| THE PROBLEM |
Search the entries below. Return every line that has "leaf" in it.
:: ENTRIES SUPPLIED ::
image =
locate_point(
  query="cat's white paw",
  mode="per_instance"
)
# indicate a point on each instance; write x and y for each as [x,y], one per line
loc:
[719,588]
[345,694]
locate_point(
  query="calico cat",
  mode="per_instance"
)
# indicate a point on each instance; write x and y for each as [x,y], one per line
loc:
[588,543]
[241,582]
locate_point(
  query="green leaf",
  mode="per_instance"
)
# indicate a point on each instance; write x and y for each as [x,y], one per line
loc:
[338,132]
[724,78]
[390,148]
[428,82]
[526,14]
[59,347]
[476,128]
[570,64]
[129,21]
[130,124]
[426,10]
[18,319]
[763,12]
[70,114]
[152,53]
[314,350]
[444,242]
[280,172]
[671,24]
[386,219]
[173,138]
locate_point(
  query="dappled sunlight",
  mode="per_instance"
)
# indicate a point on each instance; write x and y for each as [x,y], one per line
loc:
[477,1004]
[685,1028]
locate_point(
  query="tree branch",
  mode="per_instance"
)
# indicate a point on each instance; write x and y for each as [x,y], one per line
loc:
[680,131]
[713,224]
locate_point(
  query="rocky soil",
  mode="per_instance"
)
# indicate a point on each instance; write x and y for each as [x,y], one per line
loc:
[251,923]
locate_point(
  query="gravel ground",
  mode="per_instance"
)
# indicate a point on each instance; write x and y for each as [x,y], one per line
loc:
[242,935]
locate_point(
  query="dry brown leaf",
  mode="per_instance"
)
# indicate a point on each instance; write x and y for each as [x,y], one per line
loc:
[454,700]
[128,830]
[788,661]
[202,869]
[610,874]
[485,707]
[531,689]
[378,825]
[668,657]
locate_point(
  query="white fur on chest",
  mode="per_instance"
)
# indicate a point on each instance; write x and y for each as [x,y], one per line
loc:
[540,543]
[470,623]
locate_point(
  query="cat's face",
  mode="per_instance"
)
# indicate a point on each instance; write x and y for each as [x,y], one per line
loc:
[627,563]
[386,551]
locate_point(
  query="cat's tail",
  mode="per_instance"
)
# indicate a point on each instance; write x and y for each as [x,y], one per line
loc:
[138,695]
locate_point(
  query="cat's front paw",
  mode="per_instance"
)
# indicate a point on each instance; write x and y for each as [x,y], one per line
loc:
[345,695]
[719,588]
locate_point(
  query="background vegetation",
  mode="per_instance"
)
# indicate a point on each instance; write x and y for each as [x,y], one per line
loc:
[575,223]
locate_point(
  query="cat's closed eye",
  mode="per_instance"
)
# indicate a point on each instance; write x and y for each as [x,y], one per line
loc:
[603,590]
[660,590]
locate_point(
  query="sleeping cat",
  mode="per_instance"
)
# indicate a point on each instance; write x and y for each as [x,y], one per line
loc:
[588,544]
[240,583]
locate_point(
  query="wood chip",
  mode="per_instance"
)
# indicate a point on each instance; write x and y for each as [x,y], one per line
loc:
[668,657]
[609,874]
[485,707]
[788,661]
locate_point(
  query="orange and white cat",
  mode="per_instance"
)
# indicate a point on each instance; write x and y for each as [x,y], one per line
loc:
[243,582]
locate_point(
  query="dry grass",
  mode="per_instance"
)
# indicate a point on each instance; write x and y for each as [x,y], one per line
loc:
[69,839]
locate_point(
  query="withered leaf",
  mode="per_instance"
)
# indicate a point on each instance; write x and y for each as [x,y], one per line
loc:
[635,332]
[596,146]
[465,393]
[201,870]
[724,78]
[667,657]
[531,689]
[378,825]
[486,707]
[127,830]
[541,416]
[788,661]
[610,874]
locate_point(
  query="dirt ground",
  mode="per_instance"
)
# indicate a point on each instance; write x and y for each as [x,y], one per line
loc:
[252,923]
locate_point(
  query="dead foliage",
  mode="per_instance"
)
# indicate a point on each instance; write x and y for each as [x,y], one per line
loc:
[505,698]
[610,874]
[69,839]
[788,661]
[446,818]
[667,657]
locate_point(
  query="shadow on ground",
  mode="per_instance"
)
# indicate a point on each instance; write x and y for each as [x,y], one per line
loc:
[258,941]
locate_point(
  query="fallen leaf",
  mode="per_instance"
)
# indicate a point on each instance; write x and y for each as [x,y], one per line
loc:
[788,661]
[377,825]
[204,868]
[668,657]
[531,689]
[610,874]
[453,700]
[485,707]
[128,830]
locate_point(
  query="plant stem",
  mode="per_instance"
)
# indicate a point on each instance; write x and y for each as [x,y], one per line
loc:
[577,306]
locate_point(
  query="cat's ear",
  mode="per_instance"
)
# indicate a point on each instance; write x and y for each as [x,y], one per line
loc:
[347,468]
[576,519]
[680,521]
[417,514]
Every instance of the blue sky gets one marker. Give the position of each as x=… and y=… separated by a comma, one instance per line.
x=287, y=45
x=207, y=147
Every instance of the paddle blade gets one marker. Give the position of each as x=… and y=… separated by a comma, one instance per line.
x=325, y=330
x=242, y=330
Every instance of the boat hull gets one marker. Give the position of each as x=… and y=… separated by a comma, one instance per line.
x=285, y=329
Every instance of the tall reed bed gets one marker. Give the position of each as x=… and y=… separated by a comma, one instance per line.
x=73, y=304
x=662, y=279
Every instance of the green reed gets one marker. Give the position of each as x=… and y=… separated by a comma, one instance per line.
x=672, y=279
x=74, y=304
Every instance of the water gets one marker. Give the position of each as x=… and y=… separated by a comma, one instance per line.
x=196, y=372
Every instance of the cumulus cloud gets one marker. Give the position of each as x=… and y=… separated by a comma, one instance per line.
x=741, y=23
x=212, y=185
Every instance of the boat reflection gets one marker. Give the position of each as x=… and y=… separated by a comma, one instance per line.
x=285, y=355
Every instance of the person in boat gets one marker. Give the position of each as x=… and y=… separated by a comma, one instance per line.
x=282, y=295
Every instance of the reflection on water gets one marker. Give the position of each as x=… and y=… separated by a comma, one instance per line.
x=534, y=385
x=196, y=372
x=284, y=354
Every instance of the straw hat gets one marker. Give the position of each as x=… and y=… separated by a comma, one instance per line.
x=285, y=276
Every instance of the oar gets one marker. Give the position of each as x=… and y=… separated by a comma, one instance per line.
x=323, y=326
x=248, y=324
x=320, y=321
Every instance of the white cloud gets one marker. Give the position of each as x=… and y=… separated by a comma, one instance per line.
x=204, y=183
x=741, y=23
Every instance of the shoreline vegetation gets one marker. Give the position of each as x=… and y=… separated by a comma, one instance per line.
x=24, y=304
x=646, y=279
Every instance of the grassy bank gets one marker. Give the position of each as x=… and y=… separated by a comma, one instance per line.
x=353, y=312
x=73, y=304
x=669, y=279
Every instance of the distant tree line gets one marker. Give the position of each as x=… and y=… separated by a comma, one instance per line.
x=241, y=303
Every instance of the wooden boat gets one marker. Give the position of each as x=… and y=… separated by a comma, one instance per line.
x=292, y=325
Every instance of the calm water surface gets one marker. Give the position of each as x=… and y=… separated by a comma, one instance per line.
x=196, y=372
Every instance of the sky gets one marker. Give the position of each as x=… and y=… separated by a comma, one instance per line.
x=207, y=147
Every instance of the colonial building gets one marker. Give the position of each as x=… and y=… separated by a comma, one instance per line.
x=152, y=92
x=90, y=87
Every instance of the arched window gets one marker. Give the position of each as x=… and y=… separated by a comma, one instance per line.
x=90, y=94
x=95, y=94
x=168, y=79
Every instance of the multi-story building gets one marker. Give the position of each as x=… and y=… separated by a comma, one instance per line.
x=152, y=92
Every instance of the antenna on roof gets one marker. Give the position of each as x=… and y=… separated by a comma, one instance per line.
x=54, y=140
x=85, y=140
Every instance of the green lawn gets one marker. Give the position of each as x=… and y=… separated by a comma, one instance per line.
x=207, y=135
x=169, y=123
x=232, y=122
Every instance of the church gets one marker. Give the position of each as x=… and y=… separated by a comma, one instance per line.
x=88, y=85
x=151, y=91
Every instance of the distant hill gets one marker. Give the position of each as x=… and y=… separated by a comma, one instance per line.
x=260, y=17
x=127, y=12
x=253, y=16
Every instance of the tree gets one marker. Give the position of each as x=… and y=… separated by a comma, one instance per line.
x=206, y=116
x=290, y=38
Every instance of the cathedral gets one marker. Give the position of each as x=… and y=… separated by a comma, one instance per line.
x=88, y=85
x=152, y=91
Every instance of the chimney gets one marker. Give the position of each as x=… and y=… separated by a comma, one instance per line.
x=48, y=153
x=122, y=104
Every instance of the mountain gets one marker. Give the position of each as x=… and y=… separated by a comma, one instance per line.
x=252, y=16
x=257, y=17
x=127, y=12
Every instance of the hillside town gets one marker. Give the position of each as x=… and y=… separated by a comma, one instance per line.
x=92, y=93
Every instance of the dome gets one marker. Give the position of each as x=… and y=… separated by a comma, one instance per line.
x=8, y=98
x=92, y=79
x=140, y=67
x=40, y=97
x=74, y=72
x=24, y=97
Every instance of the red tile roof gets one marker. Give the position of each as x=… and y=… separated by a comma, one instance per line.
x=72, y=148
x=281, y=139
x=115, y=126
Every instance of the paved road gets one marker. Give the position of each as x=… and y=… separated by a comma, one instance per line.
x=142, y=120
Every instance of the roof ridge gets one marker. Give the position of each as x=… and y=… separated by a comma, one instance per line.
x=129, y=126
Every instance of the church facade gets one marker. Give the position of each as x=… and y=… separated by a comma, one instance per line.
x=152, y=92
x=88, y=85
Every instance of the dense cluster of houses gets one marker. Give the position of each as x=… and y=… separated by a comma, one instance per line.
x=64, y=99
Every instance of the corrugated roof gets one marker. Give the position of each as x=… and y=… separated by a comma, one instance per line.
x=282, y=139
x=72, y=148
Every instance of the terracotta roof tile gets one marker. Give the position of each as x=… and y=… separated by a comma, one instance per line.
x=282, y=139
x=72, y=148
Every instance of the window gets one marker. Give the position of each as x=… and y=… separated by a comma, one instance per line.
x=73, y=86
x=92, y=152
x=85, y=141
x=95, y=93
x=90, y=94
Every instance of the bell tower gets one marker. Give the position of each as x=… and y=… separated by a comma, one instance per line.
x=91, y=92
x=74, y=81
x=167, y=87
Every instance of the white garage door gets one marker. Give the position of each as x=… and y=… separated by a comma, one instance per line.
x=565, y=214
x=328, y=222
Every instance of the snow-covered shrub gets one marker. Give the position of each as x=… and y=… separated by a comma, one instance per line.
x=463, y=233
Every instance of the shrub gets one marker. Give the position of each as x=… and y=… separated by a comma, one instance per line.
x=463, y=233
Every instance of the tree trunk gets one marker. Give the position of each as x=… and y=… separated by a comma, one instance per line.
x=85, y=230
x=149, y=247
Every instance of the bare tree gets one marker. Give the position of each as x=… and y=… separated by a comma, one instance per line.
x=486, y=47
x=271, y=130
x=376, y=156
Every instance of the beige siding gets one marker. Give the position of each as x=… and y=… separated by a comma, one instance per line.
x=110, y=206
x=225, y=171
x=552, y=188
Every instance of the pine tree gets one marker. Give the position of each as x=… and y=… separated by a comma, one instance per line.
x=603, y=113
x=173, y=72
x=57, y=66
:::
| TASK RESULT |
  query="green leaf",
  query="dry brown leaf",
  query="withered leaf",
  query="fallen leaf",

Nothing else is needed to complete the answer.